(SUPPLIED MATERIAL)

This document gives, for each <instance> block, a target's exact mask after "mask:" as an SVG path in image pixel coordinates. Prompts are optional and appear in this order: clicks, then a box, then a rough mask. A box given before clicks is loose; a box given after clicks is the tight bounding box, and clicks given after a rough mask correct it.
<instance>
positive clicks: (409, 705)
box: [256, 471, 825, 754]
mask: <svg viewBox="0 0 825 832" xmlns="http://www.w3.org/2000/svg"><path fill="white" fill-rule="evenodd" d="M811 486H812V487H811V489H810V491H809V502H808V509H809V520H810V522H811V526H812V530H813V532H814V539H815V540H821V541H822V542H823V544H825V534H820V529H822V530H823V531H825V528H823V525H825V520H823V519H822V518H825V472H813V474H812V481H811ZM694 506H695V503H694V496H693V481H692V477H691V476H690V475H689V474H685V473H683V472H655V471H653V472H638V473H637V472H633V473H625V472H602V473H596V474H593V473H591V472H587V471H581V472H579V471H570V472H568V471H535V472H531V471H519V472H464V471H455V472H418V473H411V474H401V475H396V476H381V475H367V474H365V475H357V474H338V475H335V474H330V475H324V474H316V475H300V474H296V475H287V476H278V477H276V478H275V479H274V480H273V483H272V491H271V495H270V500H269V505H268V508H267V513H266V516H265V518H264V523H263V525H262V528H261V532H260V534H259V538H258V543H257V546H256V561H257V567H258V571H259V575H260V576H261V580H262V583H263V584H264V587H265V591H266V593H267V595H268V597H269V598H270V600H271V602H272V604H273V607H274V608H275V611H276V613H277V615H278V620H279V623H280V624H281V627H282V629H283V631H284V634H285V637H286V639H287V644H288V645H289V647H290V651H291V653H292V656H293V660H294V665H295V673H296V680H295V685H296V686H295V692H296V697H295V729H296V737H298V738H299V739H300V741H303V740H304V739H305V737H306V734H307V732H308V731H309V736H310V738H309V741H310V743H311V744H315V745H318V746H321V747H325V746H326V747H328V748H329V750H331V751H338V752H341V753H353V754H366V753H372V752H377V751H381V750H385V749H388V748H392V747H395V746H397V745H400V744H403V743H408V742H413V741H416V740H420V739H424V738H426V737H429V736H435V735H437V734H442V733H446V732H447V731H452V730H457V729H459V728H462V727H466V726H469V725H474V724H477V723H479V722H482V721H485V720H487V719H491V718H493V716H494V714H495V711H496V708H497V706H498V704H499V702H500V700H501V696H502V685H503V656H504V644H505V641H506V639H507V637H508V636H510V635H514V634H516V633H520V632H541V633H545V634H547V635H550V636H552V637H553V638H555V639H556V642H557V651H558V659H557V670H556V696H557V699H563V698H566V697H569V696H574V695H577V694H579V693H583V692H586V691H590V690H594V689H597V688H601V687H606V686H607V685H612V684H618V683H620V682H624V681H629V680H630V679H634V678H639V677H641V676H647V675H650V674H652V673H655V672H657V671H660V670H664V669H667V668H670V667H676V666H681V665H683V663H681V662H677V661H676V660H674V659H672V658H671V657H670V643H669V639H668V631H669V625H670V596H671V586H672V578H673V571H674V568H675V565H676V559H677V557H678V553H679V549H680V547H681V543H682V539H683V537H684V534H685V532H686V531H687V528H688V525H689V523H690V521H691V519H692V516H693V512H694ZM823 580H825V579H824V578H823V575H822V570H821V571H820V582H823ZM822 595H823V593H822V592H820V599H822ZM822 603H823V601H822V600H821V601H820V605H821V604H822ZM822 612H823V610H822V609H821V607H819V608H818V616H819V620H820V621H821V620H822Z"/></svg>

(End SUPPLIED MATERIAL)

Word for word, restate the data above from its first line down to and including the line with "positive clicks: (409, 705)".

EXERCISE RESULT ::
This document gives, for each <instance> block, a target's exact mask after "mask:" as an SVG path in image pixel coordinates. Prompts are optional and appear in this order: clicks, then a box, then a rough mask. A box given before clicks is loose; a box given after clicks is the tight bounding box, and clicks given after a rough mask correct it.
<instance>
positive clicks: (409, 705)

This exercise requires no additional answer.